* begin Source records *

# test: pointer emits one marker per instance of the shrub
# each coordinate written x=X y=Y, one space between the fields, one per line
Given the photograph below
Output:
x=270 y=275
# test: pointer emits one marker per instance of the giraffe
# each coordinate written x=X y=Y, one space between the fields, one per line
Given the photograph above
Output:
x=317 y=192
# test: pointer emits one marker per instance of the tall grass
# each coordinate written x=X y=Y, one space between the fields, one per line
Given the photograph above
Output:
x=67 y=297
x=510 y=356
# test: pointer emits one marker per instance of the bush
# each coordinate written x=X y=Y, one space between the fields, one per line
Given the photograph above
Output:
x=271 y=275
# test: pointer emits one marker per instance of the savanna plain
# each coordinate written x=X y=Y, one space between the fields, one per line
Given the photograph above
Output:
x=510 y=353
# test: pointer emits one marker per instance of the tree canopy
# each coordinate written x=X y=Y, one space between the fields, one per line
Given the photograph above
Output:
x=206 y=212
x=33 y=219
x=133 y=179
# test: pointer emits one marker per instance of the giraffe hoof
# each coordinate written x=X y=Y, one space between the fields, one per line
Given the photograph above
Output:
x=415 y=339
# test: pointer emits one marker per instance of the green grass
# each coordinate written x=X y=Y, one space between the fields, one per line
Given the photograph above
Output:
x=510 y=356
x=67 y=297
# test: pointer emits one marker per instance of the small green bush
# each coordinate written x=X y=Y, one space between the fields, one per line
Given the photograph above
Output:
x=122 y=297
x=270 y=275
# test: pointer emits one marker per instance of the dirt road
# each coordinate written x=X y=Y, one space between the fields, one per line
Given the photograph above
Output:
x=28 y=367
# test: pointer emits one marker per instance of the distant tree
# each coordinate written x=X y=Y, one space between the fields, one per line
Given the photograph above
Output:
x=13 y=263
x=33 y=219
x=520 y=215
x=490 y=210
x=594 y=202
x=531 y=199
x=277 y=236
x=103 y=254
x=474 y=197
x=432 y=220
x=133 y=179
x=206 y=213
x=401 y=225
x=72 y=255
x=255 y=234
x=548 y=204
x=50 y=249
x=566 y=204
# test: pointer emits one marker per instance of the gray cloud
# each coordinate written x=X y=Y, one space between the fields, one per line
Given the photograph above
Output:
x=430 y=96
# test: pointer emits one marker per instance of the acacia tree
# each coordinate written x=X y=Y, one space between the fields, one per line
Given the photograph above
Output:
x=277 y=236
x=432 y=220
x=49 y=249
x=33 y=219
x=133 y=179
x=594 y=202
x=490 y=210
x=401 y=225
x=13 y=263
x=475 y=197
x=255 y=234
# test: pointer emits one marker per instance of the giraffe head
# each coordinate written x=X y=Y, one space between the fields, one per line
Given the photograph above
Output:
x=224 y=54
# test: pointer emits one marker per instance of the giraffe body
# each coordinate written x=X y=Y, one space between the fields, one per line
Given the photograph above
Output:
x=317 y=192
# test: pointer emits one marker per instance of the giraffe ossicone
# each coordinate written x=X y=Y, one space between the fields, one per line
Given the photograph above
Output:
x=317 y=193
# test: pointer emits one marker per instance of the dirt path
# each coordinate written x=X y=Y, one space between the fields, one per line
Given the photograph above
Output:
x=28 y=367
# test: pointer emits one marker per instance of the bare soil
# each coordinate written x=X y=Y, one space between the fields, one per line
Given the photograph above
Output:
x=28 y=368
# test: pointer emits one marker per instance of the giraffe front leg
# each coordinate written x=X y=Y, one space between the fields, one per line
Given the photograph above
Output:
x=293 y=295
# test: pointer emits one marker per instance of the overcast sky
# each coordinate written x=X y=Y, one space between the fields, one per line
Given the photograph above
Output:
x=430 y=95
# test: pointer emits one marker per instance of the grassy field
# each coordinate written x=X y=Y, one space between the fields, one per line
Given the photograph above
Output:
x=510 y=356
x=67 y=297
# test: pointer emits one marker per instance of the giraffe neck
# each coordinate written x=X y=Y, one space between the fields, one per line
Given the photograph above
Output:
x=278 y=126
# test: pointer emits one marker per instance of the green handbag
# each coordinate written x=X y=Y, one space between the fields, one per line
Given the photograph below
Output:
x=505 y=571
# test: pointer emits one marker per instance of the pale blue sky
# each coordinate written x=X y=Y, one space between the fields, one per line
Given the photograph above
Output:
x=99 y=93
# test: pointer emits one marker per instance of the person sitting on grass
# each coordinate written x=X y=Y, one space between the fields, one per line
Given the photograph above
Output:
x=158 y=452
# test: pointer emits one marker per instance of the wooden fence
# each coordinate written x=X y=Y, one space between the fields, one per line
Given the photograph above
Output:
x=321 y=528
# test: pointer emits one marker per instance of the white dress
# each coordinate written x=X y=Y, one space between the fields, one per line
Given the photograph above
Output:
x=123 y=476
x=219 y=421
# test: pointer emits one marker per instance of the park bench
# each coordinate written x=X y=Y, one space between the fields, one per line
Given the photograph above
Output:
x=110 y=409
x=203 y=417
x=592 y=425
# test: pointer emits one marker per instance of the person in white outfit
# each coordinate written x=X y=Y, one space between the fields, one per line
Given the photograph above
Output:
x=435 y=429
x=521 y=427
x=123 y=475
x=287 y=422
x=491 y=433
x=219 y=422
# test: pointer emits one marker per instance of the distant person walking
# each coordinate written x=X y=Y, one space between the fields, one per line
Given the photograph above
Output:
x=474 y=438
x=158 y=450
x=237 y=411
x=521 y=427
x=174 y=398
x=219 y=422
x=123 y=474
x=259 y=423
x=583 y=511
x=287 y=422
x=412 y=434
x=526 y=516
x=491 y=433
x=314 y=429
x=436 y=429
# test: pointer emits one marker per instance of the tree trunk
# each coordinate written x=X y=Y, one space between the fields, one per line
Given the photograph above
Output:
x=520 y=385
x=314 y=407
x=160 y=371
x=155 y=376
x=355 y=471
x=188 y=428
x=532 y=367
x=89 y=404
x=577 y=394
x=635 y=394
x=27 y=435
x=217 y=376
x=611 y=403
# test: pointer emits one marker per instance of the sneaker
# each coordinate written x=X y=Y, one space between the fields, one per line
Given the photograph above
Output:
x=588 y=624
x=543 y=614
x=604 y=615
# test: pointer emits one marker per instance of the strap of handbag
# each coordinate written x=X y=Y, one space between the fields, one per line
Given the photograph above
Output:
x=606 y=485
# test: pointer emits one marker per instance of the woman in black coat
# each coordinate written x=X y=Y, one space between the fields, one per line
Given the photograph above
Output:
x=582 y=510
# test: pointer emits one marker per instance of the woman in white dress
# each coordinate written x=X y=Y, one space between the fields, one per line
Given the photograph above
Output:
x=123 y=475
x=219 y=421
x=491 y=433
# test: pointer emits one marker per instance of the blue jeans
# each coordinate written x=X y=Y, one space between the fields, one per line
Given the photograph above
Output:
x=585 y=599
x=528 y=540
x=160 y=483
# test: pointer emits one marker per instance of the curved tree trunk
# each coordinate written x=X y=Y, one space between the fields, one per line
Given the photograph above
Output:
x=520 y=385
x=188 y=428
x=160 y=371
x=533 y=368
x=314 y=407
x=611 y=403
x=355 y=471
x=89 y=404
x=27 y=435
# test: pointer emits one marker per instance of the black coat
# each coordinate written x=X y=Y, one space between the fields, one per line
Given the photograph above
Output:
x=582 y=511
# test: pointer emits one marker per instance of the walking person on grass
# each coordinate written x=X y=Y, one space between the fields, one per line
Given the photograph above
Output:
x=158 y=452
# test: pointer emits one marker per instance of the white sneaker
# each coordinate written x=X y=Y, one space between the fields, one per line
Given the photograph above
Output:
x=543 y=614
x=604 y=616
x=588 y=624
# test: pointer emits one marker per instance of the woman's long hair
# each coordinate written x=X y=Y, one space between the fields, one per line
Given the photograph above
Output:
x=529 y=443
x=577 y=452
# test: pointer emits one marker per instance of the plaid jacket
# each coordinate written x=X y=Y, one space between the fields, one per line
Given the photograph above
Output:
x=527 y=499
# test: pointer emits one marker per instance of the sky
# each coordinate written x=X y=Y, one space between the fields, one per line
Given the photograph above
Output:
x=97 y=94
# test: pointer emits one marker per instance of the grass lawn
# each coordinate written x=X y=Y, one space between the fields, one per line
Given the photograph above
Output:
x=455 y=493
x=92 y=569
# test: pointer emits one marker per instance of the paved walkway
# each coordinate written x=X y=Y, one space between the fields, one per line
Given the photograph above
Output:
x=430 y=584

* end Source records *

## Stated goal
Copy out the entries word for word, from the line with "# test: pointer emits one marker per instance of the walking" up to and including the last line of the entries.

## Expected answer
# test: pointer emits one marker per instance of the walking person on grass
# each coordinate written x=X y=Y, one space between the fields, one per line
Given the photograph above
Output:
x=158 y=452
# test: pointer emits one marker per instance of the white sneaker
# each coordinate written x=X y=Y, one space between the fields, one per line
Given the photograph above
Output:
x=543 y=614
x=604 y=616
x=588 y=624
# test: pointer emits one marker per instance of the woman's long hair
# each coordinate written x=X y=Y, one space between the fields, one per line
Given the photograph above
Output:
x=529 y=443
x=577 y=452
# test: pointer emits one marker per instance of the plaid jacket
# each coordinate written x=X y=Y, one space between the fields, one per line
Given the photograph above
Output:
x=527 y=499
# test: pointer emits one marker per instance of the sky
# each coordinate written x=X y=Y, one space between the fields, one per line
Given the photograph above
Output:
x=97 y=94
# test: pointer emits one marker per instance of the grass lawn
# each coordinate written x=X y=Y, one space between the fields, one per line
Given the photograph above
Output:
x=455 y=493
x=92 y=569
# test: pointer emits one marker per instance of the paved walkway
# each coordinate written x=X y=Y, one space between the fields, one per line
Given the photograph above
Output:
x=430 y=584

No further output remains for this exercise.